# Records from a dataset
:::::

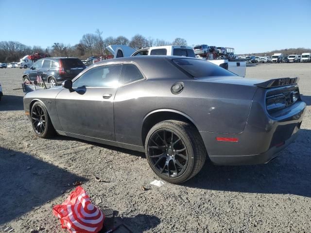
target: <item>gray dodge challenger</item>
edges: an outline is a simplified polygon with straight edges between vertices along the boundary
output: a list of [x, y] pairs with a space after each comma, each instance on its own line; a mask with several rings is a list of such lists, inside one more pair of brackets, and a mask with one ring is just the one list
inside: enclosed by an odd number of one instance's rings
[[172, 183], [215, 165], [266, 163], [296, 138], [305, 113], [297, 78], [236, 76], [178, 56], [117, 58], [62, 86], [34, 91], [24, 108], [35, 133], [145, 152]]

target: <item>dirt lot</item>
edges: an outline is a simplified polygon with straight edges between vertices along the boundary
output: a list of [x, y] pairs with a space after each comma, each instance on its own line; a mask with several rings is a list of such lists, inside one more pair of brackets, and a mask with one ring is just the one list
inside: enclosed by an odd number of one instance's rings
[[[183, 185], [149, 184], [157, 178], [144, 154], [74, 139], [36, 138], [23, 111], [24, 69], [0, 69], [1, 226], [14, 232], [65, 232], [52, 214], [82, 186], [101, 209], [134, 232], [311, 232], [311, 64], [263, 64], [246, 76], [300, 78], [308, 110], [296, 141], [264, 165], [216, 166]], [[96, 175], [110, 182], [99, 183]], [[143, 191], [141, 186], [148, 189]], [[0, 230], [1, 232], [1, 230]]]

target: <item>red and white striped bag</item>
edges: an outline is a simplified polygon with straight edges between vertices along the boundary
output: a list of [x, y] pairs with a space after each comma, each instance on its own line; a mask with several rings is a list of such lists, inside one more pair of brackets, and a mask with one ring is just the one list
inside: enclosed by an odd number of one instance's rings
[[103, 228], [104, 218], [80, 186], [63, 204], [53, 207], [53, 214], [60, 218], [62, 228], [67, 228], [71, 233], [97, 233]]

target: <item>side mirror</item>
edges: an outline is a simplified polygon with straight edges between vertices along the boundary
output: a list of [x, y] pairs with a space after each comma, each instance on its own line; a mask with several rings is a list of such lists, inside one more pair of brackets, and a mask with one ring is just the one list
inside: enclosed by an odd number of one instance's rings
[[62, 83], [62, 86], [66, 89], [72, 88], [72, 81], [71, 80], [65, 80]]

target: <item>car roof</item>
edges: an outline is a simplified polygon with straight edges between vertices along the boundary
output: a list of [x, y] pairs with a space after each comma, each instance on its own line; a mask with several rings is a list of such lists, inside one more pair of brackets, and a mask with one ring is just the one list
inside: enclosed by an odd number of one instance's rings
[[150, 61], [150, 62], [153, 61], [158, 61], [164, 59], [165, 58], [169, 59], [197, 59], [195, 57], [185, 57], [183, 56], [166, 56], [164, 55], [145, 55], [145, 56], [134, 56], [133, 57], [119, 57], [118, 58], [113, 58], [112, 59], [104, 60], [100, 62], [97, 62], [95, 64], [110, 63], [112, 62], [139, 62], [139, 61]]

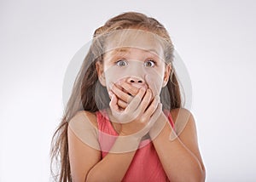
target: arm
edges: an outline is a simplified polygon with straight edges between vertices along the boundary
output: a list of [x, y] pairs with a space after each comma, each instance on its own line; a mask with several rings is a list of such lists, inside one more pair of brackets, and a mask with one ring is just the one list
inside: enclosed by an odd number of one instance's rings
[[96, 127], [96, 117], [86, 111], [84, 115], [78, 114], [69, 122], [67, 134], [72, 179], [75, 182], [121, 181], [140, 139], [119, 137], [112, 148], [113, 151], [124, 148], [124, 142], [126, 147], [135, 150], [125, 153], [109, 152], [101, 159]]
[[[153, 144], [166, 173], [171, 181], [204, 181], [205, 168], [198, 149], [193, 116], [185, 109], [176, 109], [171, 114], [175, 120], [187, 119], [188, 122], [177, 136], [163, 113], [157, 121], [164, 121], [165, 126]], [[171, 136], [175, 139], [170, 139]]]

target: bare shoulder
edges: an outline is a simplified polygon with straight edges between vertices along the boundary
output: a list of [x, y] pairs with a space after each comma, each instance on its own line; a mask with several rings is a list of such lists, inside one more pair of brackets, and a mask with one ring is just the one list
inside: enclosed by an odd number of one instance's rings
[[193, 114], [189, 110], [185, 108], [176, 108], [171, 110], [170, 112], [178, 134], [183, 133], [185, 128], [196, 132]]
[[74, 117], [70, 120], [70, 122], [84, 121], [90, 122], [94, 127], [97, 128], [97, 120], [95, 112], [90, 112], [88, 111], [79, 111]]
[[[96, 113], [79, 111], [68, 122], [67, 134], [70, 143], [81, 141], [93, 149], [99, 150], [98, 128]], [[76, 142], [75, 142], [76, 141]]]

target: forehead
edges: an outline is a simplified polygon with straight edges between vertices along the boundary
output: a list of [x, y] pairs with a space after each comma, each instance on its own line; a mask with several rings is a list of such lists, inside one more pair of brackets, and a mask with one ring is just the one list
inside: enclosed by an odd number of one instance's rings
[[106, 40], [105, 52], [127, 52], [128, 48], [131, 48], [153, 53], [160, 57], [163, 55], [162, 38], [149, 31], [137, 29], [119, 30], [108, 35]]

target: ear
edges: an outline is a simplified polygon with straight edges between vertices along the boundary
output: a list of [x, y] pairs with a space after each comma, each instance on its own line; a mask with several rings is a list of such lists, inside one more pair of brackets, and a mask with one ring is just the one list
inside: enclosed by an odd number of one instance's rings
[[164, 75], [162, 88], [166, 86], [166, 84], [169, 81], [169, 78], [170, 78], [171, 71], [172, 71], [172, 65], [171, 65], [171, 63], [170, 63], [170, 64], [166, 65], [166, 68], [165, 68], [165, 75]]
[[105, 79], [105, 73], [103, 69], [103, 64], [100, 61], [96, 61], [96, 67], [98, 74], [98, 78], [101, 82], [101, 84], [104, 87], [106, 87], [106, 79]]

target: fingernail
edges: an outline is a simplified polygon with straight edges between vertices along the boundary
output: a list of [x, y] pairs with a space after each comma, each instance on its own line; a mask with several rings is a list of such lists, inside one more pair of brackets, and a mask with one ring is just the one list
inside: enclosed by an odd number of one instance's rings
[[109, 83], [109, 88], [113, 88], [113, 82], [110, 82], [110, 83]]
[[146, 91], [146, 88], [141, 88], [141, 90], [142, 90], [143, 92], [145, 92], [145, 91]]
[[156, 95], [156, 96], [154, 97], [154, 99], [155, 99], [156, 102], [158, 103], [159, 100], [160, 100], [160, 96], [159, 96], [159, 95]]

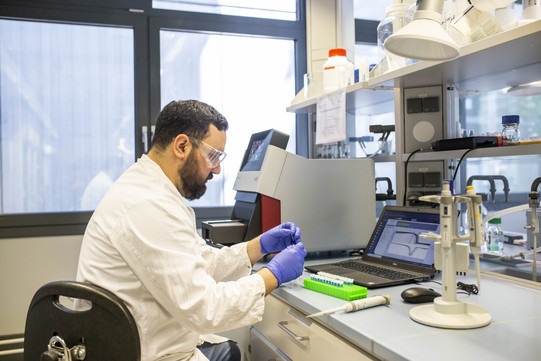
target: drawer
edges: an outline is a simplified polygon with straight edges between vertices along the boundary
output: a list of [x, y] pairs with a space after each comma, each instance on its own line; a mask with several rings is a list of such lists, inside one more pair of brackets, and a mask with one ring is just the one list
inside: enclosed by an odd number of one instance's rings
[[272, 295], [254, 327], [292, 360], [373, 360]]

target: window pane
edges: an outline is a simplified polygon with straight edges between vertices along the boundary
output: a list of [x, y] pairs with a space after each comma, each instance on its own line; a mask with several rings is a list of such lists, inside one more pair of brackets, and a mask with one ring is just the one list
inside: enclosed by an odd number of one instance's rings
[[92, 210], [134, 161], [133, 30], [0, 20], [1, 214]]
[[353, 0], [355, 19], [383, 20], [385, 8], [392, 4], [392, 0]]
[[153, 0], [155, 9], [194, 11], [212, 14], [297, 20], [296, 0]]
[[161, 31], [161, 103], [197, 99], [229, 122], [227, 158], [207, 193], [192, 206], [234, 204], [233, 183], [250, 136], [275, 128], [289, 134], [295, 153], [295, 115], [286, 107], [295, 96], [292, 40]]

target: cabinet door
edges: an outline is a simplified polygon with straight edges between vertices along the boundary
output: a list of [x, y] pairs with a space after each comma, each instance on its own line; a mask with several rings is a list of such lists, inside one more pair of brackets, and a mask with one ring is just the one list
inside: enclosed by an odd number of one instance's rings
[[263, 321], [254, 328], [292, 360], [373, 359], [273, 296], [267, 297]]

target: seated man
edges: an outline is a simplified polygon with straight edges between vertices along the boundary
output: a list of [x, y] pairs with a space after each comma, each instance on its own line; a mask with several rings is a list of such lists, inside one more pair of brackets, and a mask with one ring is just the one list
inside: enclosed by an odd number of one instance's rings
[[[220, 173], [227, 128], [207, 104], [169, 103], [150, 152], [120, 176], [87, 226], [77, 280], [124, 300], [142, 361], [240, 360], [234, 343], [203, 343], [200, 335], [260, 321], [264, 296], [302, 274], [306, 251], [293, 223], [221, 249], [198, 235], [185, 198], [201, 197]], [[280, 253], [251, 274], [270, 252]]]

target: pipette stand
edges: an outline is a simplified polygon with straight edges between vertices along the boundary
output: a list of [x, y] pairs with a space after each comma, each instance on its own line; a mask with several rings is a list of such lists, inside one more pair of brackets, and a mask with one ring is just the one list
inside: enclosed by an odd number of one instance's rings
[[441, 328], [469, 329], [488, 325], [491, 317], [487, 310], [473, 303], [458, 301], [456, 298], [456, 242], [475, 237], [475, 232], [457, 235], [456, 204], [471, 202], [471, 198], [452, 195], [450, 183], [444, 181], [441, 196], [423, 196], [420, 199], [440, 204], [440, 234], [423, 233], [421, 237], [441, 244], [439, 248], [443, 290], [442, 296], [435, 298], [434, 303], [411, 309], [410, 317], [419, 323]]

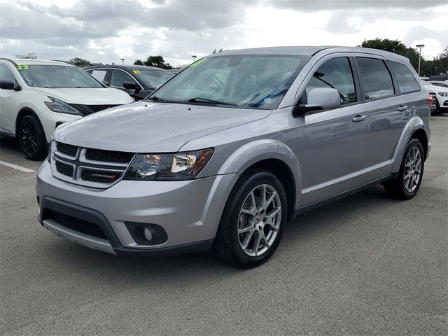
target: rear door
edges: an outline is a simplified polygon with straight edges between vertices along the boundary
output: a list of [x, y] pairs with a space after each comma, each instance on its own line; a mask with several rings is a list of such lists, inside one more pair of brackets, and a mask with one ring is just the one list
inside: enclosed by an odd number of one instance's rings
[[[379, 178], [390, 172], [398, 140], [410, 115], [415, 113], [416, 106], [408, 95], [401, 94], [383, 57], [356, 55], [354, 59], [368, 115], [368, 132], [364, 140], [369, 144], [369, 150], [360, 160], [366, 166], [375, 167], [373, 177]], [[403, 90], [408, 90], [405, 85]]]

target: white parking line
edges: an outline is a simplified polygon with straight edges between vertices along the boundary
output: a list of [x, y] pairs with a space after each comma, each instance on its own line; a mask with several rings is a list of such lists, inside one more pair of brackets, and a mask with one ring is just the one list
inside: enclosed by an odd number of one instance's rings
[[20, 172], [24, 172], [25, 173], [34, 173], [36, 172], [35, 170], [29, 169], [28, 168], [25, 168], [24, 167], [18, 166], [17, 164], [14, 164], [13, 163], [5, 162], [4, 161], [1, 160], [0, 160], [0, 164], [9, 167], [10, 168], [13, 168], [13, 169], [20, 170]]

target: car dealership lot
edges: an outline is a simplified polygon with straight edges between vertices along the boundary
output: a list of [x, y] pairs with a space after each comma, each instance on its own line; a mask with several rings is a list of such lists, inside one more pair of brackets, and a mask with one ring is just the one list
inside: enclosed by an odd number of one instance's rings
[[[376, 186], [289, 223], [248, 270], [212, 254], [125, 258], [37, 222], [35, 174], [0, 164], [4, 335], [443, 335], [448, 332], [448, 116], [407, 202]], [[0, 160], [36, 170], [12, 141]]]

:::::

# Aim of the task
Exactly and only the lines from the line containing "target: white parking line" through the last line of the entries should be copied, both ends included.

# Reply
target: white parking line
edges: an outline is a simplified polygon with straight edges between vertices along the boundary
output: a list of [x, y] pairs with a space after each comma, each instance on its own line; a mask with several rings is a list of such lists, inside one more pair of brackets, and a mask with one ring is just the one list
inside: enclosed by an odd number of one instance's rings
[[20, 172], [24, 172], [25, 173], [34, 173], [36, 172], [35, 170], [29, 169], [28, 168], [25, 168], [24, 167], [18, 166], [17, 164], [14, 164], [13, 163], [5, 162], [4, 161], [1, 160], [0, 160], [0, 164], [9, 167], [10, 168], [13, 168], [13, 169], [20, 170]]

target: car dealership lot
edges: an outline is a simplified polygon with straight edges between vertices along the boundary
output: a list of [x, y] pairs with a space after each comma, each instance on its own line; a mask with several rings is a list of such lists, inside one more pair of brackets, and a mask with one ring is just the one list
inside: enclosed by an odd number of one instance's rings
[[[376, 186], [289, 223], [248, 270], [212, 254], [125, 258], [37, 222], [35, 174], [0, 164], [4, 335], [443, 335], [448, 332], [448, 116], [407, 202]], [[0, 160], [36, 170], [12, 141]]]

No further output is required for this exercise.